* START Article *

Religion’s Cosmological Problem
Extraterrestrial revelation may be inconvenient for many religions but that is not a good reason to hide the truth.
“A question arises which has been carefully avoided by many traditional theologians... It is the problem of how to understand the meaning of the symbol ‘Christ’ in the light of the immensity of the universe, the heliocentric system of planets, the infinitely small part of the universe which man and his history constitute, and the possibility of other ‘worlds’ in which divine self-manifestations may appear and be received.” — Paul Tillich, Lutheran Minister
The Society of Catholic Scientists is holding a conference in early June on “Extraterrestrials, AI, and Minds Beyond the Human.” Among the discussion items are the potential implications of non-human intelligence for Catholic theology. With the federal report on UAP due in late June, the topic is very timely and they deserve credit for taking it on. If the report confirms or at least seriously raises the possibility of the existence of other civilizations, anthropocentric religions like Christianity, Judaism, and Islam, in particular, could have some hard questions to answer. Do those questions help explain government reluctance and silence on the ET topic?
On first blush, it seems that discovery of extraterrestrial intelligence (ETI) wouldn’t be a big deal for most religions. ETI just adds to God’s splendor. As modern Jewish scholar, Rabbi Norman Lamm, says, “God is in no way diminished by our learning that His creation far exceeds what had previously been imagined.” We may feel a bit smaller but the concept of God gets bigger. Not only did God create us, but potentially billions of other worlds, and in supreme multitasking, manages to keep an eye on us all. That is pretty impressive. And it is partly why many religious leaders have stated (albeit quietly) that religious faith and ET existence can coexist.
However, there are some religious ideas that could start to falter under the weight of logic and the wisdom the ETs may bring. The Christian religions are perhaps most vulnerable to these revelations. The challenge comes not so much from discovering we are not alone but an evolving understanding of the nature of God and the human condition.
The Problem and Solution of Religion
There is almost universal belief in a creative source or power that brought everything into existence. There is talk of the goodness of God, how loving “he” is, and how we honor that love when we love others. For the casual follower, religion often gets associated with just being a decent person. However, religious doctrines go much deeper than that and get much more prescriptive. Using Christianity as an example, it is not enough to love your neighbor or forgive your enemies. While denominations differ in the details, you cannot be a card-carrying Christian unless you accept Jesus Christ as your personal lord and savior. “Savior” is the key word here. The Christian religions teach that humanity has sinned and requires redemption and salvation to be reconciled with God.

* END Article *
* START Dataset entries *

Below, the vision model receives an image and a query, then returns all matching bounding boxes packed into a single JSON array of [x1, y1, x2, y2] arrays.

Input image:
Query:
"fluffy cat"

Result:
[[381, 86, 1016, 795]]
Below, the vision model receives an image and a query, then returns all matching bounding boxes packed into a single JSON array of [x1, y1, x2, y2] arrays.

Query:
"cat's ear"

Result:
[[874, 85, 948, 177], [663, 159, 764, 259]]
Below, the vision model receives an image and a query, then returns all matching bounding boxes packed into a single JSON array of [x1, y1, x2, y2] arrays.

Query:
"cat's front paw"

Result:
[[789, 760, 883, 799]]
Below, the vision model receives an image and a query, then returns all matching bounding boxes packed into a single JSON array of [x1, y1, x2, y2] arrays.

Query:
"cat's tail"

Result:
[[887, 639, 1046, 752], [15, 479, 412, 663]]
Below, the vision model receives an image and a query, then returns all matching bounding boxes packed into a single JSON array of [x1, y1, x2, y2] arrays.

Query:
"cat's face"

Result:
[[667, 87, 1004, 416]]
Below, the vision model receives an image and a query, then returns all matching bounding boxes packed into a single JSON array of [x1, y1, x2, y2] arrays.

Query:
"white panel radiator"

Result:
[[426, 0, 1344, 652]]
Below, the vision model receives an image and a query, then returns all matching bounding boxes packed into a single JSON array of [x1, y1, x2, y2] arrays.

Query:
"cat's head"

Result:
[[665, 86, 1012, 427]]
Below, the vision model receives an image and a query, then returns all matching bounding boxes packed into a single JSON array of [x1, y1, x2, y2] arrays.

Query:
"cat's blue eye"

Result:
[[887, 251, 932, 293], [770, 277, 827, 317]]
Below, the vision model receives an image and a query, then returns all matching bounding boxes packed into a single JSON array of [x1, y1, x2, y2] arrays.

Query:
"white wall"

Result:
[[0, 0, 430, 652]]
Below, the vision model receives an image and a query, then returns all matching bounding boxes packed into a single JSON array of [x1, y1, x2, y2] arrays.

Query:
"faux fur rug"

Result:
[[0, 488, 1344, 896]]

* END Dataset entries *

Goals:
• A. Decide whether each statement agrees with the article on religion and extraterrestrial intelligence: (i) the Society of Catholic Scientists conference takes place in early June; (ii) the federal report on UAP is due in early June; (iii) Islam is named as one of the anthropocentric religions. Answer each with yes or no and quote the deciding words from the article.
• B. Please quote the listing word for word, starting at its first line and going on through the line that contains "[[887, 639, 1046, 752], [15, 479, 412, 663]]".

Outputs for the tasks:
• A.
(i) Yes: "is holding a conference in early June"
(ii) No: "With the federal report on UAP due in late June"
(iii) Yes: "anthropocentric religions like Christianity, Judaism, and Islam"

• B.
Below, the vision model receives an image and a query, then returns all matching bounding boxes packed into a single JSON array of [x1, y1, x2, y2] arrays.

Input image:
Query:
"fluffy cat"

Result:
[[381, 86, 1016, 795]]
Below, the vision model receives an image and a query, then returns all matching bounding boxes packed into a single JSON array of [x1, y1, x2, y2] arrays.

Query:
"cat's ear"

Result:
[[874, 85, 948, 177], [663, 159, 764, 259]]
Below, the vision model receives an image and a query, then returns all matching bounding boxes packed into a single JSON array of [x1, y1, x2, y2] arrays.

Query:
"cat's front paw"

Result:
[[789, 760, 883, 799]]
Below, the vision model receives an image and a query, then returns all matching bounding boxes packed into a single JSON array of [x1, y1, x2, y2] arrays.

Query:
"cat's tail"

Result:
[[887, 639, 1046, 752], [15, 479, 412, 663]]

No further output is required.